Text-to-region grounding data
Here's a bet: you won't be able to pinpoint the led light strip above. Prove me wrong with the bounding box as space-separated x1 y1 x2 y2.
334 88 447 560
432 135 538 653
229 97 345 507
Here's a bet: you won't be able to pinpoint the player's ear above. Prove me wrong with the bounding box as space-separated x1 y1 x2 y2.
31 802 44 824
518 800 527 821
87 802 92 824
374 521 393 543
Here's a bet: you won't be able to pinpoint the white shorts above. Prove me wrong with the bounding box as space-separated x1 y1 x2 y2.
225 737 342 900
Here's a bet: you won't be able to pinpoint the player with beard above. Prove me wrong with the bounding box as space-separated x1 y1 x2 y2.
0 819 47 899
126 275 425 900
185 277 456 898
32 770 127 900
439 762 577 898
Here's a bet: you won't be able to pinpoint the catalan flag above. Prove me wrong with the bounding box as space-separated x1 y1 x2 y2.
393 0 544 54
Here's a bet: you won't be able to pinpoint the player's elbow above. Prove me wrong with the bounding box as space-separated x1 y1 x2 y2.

**Assignment**: Retype the data shown above so that each line matches the original.

**Task solution**:
Here's a bet: you won't be able to pinpoint the led light strip above. Prove me wrong with the bounding box as space-separated x1 y1 x2 y2.
334 88 447 560
432 135 538 653
229 97 345 507
Here's a bet: you won't be able to pinpoint the player's ear above. Prove me wrong with the bounding box as space-separated x1 y1 x2 y2.
31 802 44 824
518 800 527 821
87 802 92 824
374 521 393 543
Here's a bet: you won't be able to pinpoint the white shorts above. Prove me wrong with the bounding box as space-separated x1 y1 x2 y2.
225 737 342 900
Here's a bet: you won't be able to pinpoint the player with beard above. Prove me wrong with the bounding box as space-separated x1 y1 x2 y2.
0 819 47 899
126 275 425 900
185 277 456 898
32 770 127 900
439 762 577 898
Here's a bet: you won't be able to pinpoint the catalan flag above. Prove me wrong with the bounding box as space-separated x1 y1 x2 y2.
393 0 544 54
Here's a bet: you won't be able to pinpoint the player's elbow above. Prove me wrong with the bounding box as space-separated x1 y1 x2 y2.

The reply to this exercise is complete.